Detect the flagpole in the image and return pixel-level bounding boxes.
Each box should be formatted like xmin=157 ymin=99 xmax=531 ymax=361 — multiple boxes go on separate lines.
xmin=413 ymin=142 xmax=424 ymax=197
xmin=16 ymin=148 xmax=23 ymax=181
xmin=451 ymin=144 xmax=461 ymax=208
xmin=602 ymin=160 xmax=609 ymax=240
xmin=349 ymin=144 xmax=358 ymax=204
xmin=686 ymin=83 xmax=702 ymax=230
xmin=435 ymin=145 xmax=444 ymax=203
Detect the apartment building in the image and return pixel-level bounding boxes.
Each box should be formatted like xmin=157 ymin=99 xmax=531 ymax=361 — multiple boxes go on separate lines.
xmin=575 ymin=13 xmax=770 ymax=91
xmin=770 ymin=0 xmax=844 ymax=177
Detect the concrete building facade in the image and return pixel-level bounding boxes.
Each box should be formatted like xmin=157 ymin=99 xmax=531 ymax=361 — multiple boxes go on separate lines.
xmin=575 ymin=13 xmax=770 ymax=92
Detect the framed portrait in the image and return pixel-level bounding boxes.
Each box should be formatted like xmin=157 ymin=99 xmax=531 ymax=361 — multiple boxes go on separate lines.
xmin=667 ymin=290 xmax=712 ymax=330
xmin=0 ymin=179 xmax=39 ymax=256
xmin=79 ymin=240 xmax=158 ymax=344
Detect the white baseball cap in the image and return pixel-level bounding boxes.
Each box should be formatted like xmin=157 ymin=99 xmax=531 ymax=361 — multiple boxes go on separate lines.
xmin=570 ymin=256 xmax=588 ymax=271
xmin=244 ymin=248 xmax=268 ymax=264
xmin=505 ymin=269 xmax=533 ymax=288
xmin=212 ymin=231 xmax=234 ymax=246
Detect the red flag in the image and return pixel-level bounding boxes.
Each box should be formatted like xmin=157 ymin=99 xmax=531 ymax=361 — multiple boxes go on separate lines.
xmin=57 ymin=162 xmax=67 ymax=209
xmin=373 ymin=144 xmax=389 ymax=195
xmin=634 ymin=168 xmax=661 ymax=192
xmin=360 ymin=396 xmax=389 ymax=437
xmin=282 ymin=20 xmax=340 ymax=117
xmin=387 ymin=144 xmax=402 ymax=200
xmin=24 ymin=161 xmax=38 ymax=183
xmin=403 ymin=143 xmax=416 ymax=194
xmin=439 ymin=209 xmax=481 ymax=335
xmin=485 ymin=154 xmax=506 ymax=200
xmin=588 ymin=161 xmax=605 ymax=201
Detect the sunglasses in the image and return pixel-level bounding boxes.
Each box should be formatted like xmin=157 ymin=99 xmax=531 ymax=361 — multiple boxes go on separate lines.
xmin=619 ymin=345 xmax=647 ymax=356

□ □ □

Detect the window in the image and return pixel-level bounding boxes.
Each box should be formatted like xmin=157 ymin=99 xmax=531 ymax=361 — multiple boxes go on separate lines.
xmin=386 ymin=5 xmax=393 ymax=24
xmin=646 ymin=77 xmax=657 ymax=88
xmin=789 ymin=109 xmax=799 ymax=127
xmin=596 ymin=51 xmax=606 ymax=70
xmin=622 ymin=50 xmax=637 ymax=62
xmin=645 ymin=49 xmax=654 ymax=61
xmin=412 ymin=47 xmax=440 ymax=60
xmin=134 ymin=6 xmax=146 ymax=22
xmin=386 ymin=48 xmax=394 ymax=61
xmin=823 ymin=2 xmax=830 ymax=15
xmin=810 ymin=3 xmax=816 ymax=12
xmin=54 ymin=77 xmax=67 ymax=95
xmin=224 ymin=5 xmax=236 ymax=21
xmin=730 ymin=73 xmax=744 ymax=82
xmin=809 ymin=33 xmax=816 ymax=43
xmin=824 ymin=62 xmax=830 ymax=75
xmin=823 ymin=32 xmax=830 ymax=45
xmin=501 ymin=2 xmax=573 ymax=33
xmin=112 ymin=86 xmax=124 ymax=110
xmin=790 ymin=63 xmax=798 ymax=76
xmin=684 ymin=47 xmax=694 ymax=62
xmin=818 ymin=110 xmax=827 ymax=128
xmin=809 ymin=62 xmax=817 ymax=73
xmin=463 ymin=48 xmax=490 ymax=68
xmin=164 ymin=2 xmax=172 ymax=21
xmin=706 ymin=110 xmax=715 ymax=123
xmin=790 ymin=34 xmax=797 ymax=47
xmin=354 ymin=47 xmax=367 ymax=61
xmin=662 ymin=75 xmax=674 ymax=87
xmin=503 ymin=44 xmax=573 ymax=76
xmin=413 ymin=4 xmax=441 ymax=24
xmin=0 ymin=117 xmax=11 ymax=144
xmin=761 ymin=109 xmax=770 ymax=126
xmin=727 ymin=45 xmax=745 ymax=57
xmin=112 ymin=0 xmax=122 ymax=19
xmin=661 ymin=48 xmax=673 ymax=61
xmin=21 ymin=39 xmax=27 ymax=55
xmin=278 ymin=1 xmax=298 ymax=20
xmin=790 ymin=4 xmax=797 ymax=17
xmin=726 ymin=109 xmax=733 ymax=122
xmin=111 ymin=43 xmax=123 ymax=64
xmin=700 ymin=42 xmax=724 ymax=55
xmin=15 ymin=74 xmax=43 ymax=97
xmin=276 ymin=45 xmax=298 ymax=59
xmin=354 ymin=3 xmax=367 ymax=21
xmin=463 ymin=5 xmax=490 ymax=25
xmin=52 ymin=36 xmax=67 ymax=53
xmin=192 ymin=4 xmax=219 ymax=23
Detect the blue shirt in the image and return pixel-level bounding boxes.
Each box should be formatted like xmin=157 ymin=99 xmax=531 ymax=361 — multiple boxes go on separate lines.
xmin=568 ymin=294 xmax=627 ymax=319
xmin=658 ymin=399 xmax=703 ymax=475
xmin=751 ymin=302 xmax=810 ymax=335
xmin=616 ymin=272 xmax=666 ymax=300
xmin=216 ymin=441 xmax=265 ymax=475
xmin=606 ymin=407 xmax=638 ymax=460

□ □ □

→ TASK TO COMPLETE: Print, from the entries above, the line with "Detect the flagpole", the line with "Detect the white" and all lines between them, exactly and with nothing else.

→ EXERCISE ANSWER:
Detect the flagpole in the image and return pixel-level bounding boxes.
Each box should be formatted like xmin=157 ymin=99 xmax=531 ymax=361 — multiple boxes go on separate lines.
xmin=413 ymin=142 xmax=424 ymax=197
xmin=16 ymin=148 xmax=23 ymax=181
xmin=451 ymin=144 xmax=461 ymax=208
xmin=602 ymin=160 xmax=609 ymax=240
xmin=349 ymin=144 xmax=358 ymax=204
xmin=686 ymin=83 xmax=702 ymax=230
xmin=435 ymin=145 xmax=444 ymax=203
Detect the apartment building in the image and return pixel-level bounding boxes.
Each box should be formatted like xmin=157 ymin=99 xmax=531 ymax=361 — multiple boxes go on separate lines.
xmin=575 ymin=13 xmax=770 ymax=91
xmin=770 ymin=0 xmax=844 ymax=177
Detect the concrete building facade in the image and return pixel-level bounding boxes.
Each box should be formatted like xmin=157 ymin=99 xmax=531 ymax=361 — multiple boxes go on separate lines.
xmin=575 ymin=13 xmax=770 ymax=92
Detect the framed portrait in the image and return pixel-level bounding boxes.
Each box should be formatted like xmin=157 ymin=99 xmax=531 ymax=361 — multiple boxes go on separate lines.
xmin=667 ymin=290 xmax=712 ymax=330
xmin=0 ymin=179 xmax=39 ymax=256
xmin=79 ymin=240 xmax=158 ymax=344
Detect the white baseball cap in the image and return pixel-level bounding boxes.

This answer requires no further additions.